__DATA TO PROCESS__:
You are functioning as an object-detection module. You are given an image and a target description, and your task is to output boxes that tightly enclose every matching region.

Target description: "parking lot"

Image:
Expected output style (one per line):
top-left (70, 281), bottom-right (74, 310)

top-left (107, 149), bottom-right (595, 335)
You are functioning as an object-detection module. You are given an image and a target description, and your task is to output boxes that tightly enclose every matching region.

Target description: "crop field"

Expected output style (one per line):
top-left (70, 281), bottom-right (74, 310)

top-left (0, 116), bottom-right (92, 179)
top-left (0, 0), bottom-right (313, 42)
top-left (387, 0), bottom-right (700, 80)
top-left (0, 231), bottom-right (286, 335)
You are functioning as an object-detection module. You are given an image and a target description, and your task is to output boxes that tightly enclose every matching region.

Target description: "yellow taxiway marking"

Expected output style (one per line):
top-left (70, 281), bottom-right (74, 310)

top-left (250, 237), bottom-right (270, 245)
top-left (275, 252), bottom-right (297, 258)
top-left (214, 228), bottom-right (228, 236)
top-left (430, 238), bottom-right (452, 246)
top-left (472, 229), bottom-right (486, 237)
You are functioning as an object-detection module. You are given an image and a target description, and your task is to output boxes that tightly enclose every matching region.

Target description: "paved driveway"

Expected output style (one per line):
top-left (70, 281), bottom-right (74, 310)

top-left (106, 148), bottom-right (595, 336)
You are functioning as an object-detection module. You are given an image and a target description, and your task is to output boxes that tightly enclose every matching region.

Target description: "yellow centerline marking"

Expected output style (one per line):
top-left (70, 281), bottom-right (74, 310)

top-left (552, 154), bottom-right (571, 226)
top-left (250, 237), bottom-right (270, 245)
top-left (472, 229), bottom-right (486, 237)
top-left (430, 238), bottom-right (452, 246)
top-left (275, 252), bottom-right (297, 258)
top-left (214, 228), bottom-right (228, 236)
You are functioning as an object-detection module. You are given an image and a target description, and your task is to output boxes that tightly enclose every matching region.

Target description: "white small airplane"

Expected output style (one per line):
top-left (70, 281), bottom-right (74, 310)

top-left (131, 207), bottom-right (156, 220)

__REQUIRED TASK__: Print all of the records above again, word for word and line for line, with nothing changed.

__ANSWER TO THE PROBLEM__:
You are functioning as an object-detection module. You are given an image and a target description, and your task is to output boxes that tightly enclose every matching region.

Target description: "parking lot"

Image:
Expected output style (one per line):
top-left (70, 281), bottom-right (74, 310)

top-left (107, 149), bottom-right (595, 335)
You are functioning as an object-detection module. You are given an image and a target description, and your task is to output boxes that tightly enclose every matching region.

Target description: "crop field"

Expected output style (one per line):
top-left (70, 281), bottom-right (74, 310)

top-left (0, 116), bottom-right (92, 179)
top-left (0, 0), bottom-right (313, 42)
top-left (387, 0), bottom-right (700, 80)
top-left (0, 231), bottom-right (286, 335)
You are functioning as an object-detection module. You are given an image and a target description, and your task is to output boxes that tightly enclose every matching region.

Target description: "yellow taxiway marking"

Expected output style (one per line):
top-left (70, 281), bottom-right (74, 310)

top-left (250, 237), bottom-right (270, 245)
top-left (275, 252), bottom-right (297, 258)
top-left (214, 228), bottom-right (228, 236)
top-left (430, 238), bottom-right (452, 246)
top-left (472, 229), bottom-right (486, 237)
You are functioning as an object-detection module. You are given an image and a target description, and your task is to output boxes that tightly enclose every matching region.

Target description: "paved driveway"

Expected output style (one per line):
top-left (70, 281), bottom-right (74, 310)

top-left (106, 148), bottom-right (595, 336)
You are functioning as an object-detection module. You are given an image and a target description, and your task is to output boxes that tightly enclose every matching region.

Target description: "yellow centerline marking"

Expected output style (one per line):
top-left (70, 281), bottom-right (74, 310)

top-left (552, 154), bottom-right (571, 226)
top-left (250, 237), bottom-right (270, 245)
top-left (472, 229), bottom-right (486, 237)
top-left (430, 238), bottom-right (452, 246)
top-left (275, 252), bottom-right (297, 258)
top-left (214, 228), bottom-right (228, 236)
You are functioning as an object-detection module. You are given an image and a target description, and your task is to output boxes that tightly enclose every matching region.

Target description: "white small airplane"

Expected output style (one per line):
top-left (70, 281), bottom-right (74, 310)

top-left (131, 207), bottom-right (156, 220)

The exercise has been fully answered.